Data entries:
--------------------

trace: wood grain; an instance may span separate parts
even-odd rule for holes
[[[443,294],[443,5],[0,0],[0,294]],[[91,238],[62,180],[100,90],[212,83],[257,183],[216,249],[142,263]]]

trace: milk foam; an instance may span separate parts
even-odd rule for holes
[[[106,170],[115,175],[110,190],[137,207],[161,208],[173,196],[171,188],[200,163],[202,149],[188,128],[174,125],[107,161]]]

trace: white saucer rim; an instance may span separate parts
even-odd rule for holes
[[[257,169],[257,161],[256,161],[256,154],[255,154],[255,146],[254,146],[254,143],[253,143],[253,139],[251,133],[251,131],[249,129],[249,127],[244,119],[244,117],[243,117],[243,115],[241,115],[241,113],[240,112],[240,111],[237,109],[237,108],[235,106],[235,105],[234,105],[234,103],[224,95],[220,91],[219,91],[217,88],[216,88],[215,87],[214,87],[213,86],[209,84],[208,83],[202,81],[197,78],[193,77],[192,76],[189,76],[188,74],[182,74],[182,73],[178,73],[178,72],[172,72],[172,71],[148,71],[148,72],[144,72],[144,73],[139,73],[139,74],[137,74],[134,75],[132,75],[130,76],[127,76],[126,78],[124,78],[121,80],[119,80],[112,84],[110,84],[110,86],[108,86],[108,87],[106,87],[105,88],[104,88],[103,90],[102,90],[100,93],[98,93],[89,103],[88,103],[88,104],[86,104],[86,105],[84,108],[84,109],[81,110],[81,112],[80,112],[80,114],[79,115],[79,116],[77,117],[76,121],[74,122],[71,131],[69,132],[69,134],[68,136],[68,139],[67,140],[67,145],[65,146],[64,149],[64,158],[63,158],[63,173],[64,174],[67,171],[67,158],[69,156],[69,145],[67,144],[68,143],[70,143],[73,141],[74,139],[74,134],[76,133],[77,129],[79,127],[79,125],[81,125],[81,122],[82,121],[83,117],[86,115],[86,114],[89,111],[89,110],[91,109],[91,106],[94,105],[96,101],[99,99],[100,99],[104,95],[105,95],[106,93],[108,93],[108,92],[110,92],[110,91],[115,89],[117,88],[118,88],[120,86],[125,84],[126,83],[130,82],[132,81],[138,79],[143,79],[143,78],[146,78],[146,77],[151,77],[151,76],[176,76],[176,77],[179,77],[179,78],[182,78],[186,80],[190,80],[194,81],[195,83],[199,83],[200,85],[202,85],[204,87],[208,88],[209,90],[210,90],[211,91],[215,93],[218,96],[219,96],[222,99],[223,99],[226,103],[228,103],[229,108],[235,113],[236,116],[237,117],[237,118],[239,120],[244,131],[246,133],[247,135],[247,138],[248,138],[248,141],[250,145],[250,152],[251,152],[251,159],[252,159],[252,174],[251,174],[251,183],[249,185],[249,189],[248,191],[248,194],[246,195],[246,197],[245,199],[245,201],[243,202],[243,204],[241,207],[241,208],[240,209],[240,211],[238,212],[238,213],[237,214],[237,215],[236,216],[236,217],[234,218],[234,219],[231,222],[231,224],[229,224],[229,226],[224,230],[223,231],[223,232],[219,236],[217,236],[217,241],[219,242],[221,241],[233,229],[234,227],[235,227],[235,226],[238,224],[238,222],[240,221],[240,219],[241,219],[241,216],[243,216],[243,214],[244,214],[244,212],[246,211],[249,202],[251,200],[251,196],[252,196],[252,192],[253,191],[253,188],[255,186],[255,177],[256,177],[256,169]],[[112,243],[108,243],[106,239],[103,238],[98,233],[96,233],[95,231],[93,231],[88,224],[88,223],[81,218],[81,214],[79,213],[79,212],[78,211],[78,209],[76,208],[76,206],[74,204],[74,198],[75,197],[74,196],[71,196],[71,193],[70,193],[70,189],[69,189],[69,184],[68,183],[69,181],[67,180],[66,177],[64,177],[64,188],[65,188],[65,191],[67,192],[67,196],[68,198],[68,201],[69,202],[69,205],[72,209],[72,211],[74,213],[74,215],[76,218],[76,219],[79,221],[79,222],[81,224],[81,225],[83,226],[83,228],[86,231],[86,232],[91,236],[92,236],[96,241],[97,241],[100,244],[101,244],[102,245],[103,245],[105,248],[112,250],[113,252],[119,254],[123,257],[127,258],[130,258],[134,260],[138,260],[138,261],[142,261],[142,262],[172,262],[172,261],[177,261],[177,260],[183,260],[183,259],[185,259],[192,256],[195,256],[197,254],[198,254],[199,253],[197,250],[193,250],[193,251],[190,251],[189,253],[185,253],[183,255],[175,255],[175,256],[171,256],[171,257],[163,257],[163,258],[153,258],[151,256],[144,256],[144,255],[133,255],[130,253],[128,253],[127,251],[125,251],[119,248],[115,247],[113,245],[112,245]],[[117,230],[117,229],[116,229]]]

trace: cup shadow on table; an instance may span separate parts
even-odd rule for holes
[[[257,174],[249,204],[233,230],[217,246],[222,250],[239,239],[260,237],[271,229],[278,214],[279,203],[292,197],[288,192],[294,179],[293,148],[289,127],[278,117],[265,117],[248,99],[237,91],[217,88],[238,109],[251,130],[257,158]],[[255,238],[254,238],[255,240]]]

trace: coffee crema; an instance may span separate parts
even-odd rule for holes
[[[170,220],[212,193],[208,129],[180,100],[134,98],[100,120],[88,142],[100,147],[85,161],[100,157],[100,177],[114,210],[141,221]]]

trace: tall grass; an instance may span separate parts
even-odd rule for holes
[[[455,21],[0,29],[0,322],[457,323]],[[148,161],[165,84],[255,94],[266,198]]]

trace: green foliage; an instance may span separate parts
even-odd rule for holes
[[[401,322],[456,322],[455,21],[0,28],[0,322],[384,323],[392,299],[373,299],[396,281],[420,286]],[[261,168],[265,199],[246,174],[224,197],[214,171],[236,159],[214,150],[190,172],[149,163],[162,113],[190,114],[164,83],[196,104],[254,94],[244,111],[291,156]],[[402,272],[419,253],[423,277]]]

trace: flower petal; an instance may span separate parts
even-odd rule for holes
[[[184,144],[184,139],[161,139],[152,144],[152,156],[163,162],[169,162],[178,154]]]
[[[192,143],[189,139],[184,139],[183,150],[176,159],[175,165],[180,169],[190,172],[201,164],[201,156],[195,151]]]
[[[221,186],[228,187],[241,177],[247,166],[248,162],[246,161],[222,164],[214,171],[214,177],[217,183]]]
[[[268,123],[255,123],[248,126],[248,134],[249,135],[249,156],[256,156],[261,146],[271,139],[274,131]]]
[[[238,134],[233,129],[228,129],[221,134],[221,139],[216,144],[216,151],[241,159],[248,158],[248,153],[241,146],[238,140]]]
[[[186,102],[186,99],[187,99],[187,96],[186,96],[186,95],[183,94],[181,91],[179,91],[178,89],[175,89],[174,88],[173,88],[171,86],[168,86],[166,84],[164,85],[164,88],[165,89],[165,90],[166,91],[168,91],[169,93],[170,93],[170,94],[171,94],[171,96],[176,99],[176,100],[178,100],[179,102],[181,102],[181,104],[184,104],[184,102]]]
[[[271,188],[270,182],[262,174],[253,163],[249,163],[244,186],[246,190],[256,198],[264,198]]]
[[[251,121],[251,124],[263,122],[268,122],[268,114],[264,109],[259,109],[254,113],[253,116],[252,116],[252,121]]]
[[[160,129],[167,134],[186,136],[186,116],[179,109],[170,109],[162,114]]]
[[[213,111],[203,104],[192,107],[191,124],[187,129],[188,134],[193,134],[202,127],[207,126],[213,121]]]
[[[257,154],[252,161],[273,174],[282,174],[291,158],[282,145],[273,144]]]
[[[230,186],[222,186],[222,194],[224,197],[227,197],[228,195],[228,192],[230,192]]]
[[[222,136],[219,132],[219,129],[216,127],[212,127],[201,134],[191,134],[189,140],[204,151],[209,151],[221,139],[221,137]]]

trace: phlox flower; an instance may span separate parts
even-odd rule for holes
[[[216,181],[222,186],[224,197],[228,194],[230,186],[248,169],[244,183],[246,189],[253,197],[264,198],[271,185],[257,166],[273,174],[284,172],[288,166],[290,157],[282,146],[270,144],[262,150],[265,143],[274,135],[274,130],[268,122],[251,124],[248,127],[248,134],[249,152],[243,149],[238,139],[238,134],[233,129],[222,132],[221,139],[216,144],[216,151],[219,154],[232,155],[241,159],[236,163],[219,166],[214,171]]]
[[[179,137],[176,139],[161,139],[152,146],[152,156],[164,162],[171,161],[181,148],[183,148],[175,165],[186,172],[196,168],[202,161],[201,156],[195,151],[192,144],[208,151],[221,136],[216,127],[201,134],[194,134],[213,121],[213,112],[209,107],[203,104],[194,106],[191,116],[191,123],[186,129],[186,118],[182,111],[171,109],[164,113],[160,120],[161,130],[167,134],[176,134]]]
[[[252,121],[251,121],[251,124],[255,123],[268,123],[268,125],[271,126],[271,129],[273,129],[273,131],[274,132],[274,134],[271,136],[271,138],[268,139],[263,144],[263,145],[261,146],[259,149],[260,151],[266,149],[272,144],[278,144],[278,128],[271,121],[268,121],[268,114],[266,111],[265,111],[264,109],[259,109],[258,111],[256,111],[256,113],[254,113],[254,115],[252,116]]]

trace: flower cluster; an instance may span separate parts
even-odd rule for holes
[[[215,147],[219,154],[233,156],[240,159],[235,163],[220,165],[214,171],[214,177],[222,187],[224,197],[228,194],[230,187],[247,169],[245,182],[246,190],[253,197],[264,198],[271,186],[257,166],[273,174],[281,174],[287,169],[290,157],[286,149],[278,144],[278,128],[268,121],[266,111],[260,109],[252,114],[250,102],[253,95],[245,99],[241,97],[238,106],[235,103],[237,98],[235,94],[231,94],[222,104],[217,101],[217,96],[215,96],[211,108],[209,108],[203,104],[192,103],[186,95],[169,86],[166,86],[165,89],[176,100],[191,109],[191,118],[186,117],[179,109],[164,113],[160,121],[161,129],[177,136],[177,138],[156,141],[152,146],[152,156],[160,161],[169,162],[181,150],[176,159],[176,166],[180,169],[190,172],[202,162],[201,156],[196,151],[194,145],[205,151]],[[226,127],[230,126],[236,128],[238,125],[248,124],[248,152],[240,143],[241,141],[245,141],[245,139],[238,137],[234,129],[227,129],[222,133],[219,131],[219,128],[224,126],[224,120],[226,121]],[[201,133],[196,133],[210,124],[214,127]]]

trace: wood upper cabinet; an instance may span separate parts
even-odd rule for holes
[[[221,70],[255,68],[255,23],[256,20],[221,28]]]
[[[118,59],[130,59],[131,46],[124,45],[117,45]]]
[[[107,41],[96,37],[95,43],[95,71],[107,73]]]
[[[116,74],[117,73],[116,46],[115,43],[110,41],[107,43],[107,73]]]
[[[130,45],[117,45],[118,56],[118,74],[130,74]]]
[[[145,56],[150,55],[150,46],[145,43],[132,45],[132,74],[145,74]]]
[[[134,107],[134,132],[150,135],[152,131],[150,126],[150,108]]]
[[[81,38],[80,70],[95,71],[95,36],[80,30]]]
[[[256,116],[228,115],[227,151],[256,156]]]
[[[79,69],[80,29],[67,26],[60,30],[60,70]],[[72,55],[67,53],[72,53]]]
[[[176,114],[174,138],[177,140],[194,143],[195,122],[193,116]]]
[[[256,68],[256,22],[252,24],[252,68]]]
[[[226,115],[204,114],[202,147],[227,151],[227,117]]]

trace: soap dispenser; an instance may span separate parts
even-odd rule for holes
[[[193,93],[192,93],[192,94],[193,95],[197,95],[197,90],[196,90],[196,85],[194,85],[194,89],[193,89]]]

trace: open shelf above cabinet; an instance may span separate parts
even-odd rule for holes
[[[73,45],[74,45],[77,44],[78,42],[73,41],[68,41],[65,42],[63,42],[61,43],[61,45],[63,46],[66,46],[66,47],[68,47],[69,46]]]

--------------------

**Required work**
Write out the lines above exactly, from the line containing "trace: open shelf" through the last line.

**Final result**
trace: open shelf above cabinet; an instance may span separate parts
even-odd rule for holes
[[[73,45],[74,45],[77,44],[78,42],[73,41],[68,41],[65,42],[63,42],[61,43],[61,45],[63,46],[66,46],[66,47],[68,47],[69,46]]]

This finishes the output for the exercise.